→ **Exercise description**:
Your task is to give the number of lines in the listing that include "water", and nothing else.

→ **Records for the exercise**:

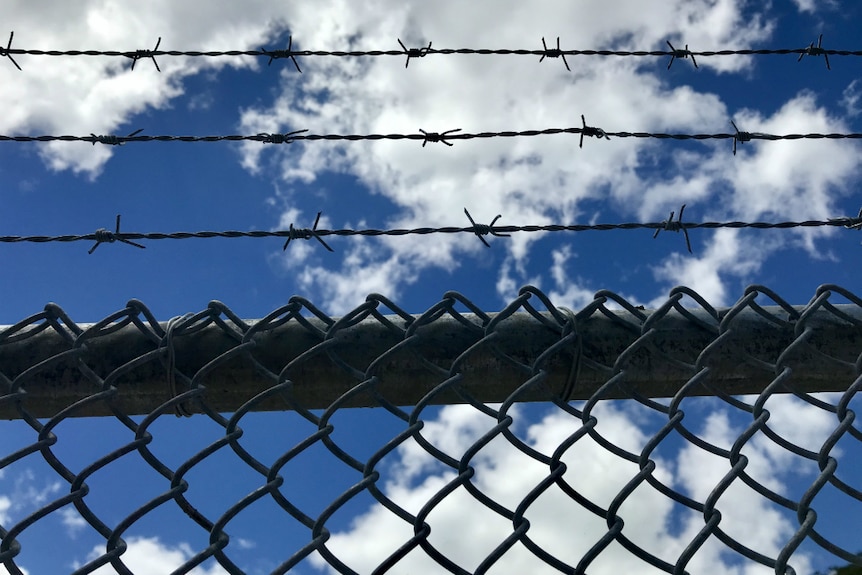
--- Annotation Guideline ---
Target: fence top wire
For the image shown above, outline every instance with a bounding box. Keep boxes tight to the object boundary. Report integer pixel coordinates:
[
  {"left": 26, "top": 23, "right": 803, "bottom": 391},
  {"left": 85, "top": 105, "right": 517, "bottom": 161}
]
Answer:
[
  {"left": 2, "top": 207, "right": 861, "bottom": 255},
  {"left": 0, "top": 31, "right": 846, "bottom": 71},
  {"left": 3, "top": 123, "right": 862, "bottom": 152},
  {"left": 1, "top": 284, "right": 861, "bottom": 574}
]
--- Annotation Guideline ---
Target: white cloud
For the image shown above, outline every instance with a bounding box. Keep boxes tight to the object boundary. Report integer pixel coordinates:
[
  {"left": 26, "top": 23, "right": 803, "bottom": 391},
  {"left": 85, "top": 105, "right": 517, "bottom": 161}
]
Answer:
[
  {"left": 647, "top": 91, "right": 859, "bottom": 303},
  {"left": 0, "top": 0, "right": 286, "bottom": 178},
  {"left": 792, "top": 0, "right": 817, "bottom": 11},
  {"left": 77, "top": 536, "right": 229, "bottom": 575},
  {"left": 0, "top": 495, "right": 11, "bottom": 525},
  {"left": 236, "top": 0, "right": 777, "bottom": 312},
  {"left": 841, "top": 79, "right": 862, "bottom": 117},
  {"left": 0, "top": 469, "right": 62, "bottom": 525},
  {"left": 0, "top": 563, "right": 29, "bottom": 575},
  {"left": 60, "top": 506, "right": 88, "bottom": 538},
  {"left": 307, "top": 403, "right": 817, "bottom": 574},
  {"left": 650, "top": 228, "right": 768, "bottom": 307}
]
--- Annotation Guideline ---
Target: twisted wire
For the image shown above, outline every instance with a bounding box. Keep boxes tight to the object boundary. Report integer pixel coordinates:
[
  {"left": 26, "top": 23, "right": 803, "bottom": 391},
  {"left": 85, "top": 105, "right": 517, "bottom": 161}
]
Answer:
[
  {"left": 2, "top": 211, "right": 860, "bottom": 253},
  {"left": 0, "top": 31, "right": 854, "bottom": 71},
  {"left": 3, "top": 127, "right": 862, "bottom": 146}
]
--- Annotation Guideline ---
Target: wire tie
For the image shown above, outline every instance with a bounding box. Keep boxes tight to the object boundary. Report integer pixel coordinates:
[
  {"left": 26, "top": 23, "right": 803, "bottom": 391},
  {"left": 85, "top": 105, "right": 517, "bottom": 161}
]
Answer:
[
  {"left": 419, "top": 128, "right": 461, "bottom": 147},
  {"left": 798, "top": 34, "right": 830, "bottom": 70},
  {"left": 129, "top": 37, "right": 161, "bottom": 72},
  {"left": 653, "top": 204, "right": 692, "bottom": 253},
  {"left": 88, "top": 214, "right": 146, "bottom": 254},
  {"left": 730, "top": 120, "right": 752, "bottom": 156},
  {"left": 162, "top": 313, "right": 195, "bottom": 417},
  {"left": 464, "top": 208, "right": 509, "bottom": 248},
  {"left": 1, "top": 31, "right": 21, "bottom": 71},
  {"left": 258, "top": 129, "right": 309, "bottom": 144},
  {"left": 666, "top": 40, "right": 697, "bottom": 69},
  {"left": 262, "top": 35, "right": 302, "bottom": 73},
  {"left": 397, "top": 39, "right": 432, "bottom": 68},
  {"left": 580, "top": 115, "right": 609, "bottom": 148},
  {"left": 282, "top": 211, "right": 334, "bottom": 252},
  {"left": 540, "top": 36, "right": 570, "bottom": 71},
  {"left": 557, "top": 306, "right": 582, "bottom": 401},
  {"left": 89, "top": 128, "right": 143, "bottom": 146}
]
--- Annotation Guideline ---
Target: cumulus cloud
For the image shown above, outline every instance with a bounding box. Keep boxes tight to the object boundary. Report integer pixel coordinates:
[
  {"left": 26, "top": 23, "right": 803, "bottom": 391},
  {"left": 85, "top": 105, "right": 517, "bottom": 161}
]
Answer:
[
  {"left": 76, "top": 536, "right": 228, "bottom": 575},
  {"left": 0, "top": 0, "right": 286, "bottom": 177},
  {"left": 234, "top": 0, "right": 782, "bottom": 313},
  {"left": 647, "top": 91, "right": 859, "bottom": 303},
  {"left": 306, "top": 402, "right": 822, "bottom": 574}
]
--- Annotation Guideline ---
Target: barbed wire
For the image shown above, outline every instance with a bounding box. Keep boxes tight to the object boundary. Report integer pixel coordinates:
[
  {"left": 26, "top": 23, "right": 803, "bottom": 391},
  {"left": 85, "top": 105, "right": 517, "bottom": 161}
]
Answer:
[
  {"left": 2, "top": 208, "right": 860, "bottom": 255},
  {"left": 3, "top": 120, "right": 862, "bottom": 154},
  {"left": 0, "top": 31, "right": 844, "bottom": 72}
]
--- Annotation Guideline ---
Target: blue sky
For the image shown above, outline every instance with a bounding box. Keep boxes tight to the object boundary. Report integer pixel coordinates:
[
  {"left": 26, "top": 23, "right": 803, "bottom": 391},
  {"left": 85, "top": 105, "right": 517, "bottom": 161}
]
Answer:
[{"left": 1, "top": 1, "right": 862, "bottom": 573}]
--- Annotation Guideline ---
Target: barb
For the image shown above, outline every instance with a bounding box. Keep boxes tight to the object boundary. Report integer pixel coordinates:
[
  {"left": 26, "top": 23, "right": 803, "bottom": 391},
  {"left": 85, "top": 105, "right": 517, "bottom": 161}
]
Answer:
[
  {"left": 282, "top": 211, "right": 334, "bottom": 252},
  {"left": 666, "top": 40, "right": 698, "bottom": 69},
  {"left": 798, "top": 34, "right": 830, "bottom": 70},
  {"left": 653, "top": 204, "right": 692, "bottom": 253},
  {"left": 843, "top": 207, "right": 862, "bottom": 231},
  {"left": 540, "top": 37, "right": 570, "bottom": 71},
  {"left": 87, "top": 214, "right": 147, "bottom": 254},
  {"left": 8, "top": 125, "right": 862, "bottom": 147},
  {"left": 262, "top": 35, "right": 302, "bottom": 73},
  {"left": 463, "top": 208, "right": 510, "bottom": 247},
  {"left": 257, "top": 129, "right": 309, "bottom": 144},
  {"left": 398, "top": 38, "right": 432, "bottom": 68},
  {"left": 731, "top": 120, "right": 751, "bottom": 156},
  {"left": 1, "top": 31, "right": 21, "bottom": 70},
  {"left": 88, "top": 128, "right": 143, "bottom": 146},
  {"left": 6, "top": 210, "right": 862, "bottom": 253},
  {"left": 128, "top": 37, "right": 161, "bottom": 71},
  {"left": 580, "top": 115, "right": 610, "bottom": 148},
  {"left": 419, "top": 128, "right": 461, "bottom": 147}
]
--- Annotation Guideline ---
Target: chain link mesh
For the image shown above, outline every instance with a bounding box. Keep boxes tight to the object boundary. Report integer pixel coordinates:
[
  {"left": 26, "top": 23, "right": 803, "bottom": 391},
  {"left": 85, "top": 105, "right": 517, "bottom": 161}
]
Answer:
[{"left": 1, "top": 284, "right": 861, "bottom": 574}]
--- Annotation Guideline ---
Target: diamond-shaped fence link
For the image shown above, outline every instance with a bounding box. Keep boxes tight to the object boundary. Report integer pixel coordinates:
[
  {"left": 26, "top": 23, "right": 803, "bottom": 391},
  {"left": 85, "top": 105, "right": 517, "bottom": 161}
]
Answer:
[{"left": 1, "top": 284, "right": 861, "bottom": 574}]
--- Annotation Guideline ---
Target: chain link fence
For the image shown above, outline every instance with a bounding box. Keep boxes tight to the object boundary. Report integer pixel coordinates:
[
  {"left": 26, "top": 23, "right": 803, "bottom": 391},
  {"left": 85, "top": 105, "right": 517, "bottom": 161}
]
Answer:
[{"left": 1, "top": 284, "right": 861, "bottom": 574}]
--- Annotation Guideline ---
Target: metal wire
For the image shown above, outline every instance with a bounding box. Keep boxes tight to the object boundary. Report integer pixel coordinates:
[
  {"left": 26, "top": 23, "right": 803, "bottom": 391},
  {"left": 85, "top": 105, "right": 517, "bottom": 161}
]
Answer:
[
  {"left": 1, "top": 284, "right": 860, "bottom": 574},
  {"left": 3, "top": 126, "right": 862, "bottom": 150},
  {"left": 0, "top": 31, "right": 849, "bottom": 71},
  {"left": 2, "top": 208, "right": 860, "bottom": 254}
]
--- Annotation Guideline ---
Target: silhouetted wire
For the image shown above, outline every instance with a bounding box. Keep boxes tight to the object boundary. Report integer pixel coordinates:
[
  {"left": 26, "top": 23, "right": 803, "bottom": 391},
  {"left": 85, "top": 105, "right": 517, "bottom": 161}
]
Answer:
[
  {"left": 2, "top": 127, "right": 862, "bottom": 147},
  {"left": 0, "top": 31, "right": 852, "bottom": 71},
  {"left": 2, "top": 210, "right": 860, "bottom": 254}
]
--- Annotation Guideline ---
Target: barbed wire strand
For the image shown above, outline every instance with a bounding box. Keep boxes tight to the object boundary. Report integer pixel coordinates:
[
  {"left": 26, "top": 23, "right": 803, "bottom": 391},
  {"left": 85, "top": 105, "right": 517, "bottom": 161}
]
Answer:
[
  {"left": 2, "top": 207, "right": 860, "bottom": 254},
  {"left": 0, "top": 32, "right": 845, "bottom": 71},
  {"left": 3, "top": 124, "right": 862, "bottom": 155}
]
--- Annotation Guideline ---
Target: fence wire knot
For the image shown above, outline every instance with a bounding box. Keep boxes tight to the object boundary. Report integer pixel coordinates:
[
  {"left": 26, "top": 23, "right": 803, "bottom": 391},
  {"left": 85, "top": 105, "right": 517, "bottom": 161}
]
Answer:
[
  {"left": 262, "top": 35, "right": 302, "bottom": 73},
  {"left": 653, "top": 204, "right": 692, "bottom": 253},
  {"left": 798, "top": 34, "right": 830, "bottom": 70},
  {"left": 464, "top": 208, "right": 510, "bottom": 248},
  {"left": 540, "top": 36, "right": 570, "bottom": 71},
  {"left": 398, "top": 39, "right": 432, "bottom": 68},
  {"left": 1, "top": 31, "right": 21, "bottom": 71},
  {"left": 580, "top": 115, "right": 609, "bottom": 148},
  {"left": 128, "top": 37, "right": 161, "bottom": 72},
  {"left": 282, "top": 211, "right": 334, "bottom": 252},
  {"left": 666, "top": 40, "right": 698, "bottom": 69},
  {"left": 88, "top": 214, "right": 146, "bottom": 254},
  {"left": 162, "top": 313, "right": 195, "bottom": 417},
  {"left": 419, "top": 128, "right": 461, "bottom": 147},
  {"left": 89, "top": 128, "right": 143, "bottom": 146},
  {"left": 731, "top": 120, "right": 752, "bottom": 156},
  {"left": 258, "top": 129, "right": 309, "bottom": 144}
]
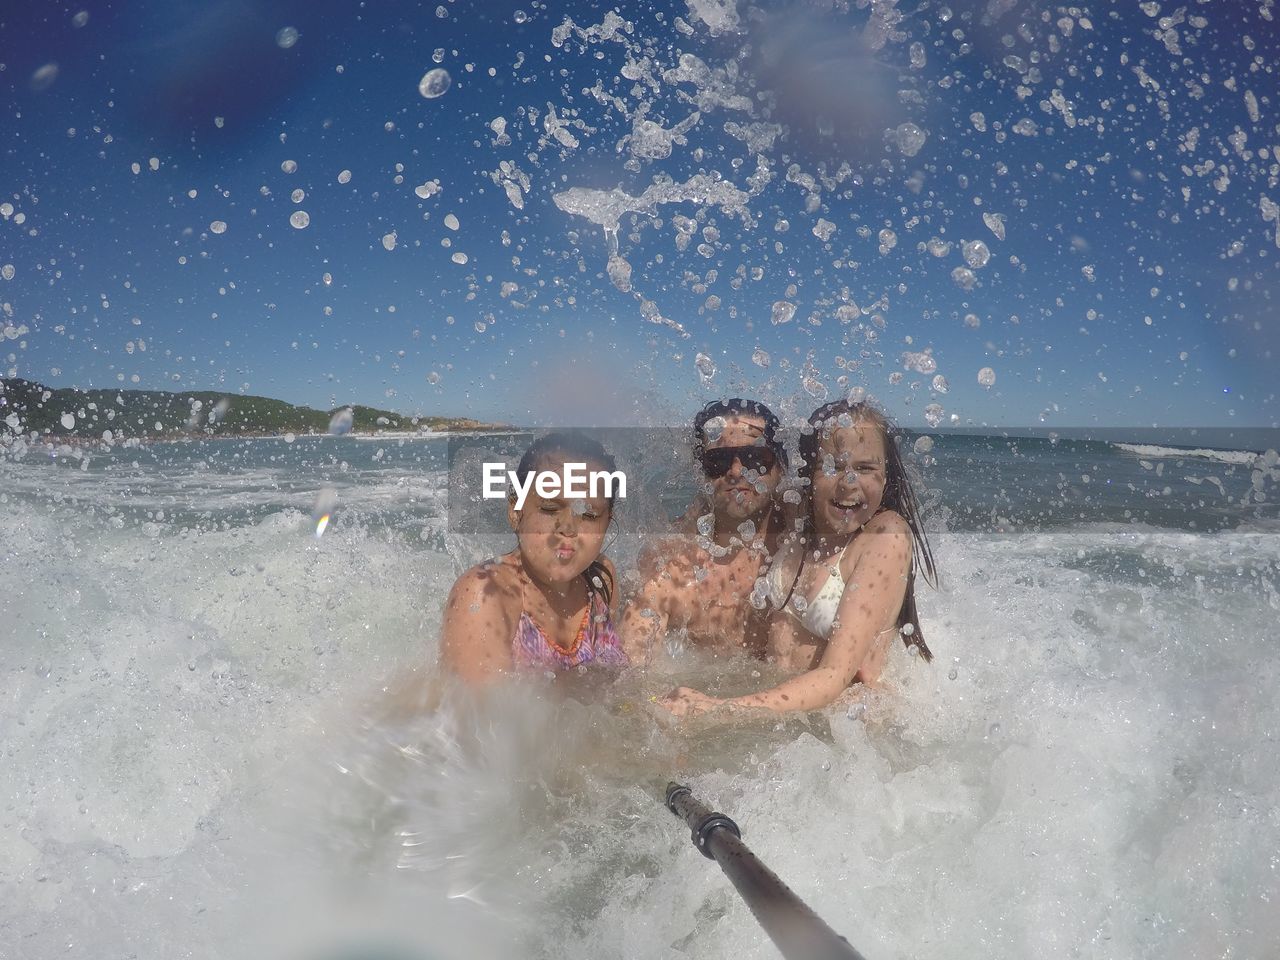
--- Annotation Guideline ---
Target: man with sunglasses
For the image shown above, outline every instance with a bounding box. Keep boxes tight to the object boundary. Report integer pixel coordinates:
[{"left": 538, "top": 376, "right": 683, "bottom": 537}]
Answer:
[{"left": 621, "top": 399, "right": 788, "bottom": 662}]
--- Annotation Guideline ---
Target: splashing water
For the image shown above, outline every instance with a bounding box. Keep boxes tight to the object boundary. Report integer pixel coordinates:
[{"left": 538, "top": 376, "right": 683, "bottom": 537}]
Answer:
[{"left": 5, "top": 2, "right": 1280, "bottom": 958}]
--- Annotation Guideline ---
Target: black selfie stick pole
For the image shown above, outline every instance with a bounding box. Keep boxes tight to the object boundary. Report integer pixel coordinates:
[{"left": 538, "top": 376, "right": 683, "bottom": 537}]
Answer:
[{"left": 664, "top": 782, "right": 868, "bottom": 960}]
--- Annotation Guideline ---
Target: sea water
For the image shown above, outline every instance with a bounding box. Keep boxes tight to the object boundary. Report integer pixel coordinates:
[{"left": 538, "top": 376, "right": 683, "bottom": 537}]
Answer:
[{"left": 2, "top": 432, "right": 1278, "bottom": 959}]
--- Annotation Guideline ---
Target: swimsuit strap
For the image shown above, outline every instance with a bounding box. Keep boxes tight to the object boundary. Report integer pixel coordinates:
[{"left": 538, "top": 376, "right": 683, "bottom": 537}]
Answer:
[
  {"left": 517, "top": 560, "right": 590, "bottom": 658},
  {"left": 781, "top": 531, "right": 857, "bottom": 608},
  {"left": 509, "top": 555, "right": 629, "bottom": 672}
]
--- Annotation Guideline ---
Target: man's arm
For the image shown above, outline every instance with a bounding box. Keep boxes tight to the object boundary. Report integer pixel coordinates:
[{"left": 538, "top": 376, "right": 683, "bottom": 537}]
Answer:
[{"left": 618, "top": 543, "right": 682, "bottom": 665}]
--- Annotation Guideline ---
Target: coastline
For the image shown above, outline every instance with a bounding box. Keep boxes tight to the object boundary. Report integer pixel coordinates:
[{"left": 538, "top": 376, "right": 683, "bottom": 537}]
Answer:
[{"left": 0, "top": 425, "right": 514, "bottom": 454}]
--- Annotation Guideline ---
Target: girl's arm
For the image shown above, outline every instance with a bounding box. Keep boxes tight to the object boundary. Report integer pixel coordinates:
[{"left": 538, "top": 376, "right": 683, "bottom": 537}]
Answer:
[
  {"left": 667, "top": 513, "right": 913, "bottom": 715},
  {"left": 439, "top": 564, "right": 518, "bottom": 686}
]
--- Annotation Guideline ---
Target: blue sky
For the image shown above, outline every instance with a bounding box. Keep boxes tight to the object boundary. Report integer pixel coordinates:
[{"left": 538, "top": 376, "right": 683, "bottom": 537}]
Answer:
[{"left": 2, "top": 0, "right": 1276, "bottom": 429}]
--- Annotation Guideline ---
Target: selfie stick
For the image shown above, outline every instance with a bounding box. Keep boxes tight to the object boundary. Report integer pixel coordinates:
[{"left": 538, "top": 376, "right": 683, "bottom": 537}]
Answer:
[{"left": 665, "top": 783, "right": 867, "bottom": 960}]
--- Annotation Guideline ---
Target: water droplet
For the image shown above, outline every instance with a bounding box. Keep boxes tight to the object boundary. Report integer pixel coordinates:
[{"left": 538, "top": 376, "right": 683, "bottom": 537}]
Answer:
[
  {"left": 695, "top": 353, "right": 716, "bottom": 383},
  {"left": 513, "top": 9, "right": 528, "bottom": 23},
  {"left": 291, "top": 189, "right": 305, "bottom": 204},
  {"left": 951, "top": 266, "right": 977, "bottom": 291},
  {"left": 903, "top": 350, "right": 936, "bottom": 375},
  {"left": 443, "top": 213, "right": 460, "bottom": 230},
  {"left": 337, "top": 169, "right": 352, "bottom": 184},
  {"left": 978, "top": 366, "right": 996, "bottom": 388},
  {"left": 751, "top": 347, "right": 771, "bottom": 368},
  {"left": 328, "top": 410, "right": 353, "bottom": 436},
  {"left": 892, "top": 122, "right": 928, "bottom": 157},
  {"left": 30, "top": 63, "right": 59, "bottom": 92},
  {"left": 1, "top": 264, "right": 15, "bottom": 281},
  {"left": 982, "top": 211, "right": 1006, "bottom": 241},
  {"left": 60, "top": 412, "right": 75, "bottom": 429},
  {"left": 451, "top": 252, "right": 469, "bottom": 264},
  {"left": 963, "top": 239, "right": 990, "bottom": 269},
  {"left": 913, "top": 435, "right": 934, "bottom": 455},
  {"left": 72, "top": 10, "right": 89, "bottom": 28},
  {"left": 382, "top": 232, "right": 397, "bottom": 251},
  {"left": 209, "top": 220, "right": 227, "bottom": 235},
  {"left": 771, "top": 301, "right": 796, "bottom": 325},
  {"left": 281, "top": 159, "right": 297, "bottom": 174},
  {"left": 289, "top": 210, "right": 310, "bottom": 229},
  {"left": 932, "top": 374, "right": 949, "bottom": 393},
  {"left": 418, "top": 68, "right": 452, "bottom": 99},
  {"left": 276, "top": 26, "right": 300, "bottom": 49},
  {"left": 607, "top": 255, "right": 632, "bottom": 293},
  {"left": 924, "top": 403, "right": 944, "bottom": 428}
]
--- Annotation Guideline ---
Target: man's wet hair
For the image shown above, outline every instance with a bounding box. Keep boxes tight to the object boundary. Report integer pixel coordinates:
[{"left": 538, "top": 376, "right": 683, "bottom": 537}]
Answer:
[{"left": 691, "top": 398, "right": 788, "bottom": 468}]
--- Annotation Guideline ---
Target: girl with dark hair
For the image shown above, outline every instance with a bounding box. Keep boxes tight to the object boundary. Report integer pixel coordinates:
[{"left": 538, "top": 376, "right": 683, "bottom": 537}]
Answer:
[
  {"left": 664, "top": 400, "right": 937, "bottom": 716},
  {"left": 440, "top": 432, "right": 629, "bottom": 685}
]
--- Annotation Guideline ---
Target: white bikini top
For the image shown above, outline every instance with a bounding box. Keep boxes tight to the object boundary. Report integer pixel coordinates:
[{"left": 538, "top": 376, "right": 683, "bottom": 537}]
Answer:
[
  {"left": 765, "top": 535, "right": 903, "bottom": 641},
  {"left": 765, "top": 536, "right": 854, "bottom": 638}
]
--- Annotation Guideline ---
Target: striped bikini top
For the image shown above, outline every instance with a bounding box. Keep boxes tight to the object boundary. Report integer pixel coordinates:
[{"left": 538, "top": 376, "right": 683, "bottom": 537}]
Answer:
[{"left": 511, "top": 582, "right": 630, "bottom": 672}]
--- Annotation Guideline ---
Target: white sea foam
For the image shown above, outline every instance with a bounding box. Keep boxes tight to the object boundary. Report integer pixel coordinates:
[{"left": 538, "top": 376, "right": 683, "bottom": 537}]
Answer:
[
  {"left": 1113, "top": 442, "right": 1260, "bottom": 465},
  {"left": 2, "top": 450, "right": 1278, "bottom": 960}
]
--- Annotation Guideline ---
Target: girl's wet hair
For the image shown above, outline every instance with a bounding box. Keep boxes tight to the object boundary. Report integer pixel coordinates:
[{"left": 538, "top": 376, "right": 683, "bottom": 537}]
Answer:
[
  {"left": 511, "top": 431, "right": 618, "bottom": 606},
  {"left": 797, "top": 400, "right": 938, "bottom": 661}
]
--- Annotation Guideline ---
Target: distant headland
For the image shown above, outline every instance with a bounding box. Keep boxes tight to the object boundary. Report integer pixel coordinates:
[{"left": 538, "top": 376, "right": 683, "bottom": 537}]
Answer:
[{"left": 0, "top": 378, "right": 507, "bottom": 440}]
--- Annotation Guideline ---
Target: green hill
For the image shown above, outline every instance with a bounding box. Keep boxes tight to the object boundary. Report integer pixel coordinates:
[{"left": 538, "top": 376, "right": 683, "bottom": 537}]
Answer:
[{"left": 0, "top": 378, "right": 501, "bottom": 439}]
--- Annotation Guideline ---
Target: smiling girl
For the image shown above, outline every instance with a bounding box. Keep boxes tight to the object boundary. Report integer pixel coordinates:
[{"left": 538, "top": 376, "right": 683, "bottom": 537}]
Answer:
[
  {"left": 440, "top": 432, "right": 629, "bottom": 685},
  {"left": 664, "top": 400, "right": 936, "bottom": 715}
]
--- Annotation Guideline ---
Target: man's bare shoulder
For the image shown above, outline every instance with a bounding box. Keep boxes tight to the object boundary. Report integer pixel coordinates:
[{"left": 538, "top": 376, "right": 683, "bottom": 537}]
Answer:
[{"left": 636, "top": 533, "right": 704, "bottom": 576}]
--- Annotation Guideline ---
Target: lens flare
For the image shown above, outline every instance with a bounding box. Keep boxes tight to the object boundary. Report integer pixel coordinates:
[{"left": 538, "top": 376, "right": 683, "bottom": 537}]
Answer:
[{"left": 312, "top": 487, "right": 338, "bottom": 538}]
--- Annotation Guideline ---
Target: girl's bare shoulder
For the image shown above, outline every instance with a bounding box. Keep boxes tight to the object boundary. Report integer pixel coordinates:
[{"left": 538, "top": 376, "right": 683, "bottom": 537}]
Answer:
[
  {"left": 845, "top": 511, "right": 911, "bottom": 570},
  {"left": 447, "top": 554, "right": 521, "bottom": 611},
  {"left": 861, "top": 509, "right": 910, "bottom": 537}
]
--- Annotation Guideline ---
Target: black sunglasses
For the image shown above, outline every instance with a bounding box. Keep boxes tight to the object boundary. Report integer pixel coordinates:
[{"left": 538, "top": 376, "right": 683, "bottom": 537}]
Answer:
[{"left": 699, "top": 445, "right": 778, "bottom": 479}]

→ **Result below**:
3